▶ **Text shown**
Chiu, a 71-year-old retired driver who only wants to use his surname, says he still turns up to as many rallies as he can. He shouts slogans when police officers’ backs are turned.

“When the enemy advances, I withdraw. When he retreats, I pursue,” he says, quoting Mao Zedong’s famous approach to guerrilla warfare. “It’s a long-term fight and we need to maintain our spirit.

“We have no means to fight them, but people like me who have experienced Communist rule will not be cowed,” says Chiu, who escaped from China to Hong Kong as a teenager after experiencing famine and political upheaval.

Expressions of discontent have also become more understated. While some show their support for the movement by patronising pro-democracy shops or restaurants, others lay flowers at a metro station where there were rumoured deaths in a confrontation last year, while some pay their respects at a graveyard where they believe those who died in the protests are buried.

The dictatorial regime keeps suppressing us, but they cannot break us.

Tommy Yiu

Tommy Yiu, a small business owner, says he shows his support for the movement by providing job opportunities to former protesters.

“It’s not the end of the fight but an ongoing struggle. A lot of people have suffered mentally and we need to show our support,” he says. “The dictatorial regime keeps suppressing us, but they cannot break us.”

Gone from the streets are the anti-government banners and graffiti. Instead, people use coded language to express their grievances. The colourful sticky notes with protest slogans stuck on the so-called “Lennon walls” last year have been replaced by blank notes. New slogans proliferate in cyberspace, parodying the theme of other slogans banned under the national security law, such as “Recover Hong Kong, Pandemic of our times” instead of the banned slogan “Liberate Hong Kong, Revolution of our times”.

Lars Laamann, a historian at the School of Oriental and African Studies, University of London, said the “hidden messages” of resistance have a long history in China, dating back to the 13th-14th centuries in the Yuan dynasty under Mongolian rule, and were common after the 1989 crackdown of the Tiananmen pro-democracy movement, when democracy supporters inserted subtle political messages into their poetry.

▶ **Required tasks**
1) In the passage on Hong Kong's protest movement, how does Tommy Yiu show his support for the movement?
2) Reproduce the passage on Hong Kong's protest movement word for word, everything from "Expressions of discontent" down to "to former protesters.".

▶ **Data**
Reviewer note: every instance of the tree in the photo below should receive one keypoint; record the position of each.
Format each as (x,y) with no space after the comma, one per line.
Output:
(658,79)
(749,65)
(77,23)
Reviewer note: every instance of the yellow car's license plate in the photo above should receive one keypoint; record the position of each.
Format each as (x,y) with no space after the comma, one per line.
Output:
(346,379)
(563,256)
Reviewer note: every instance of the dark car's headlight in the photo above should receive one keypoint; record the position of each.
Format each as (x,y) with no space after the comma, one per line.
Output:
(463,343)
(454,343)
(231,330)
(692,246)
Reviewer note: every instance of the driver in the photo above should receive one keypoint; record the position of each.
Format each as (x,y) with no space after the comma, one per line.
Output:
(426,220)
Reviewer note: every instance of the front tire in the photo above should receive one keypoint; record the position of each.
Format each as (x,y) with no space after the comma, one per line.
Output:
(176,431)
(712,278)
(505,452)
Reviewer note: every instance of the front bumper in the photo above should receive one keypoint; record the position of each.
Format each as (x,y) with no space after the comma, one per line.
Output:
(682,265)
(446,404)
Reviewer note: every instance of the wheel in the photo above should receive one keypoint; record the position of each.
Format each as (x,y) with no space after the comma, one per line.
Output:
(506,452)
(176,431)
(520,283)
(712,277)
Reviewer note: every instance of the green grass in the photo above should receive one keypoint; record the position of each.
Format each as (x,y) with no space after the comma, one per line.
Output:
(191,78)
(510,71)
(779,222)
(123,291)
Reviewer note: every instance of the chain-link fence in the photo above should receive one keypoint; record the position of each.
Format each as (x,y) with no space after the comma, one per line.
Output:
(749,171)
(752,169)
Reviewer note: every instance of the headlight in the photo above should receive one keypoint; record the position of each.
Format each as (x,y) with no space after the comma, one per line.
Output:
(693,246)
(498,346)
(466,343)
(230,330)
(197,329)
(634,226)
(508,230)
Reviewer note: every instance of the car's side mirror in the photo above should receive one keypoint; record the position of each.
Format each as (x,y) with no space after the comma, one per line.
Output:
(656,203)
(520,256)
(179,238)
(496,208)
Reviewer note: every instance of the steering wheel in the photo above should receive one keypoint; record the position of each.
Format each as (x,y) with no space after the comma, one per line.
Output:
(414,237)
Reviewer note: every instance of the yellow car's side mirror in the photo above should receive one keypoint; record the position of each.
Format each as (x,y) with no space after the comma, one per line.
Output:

▶ **Per-task outputs**
1) He provides job opportunities to former protesters.

2)
Expressions of discontent have also become more understated. While some show their support for the movement by patronising pro-democracy shops or restaurants, others lay flowers at a metro station where there were rumoured deaths in a confrontation last year, while some pay their respects at a graveyard where they believe those who died in the protests are buried.

The dictatorial regime keeps suppressing us, but they cannot break us.

Tommy Yiu

Tommy Yiu, a small business owner, says he shows his support for the movement by providing job opportunities to former protesters.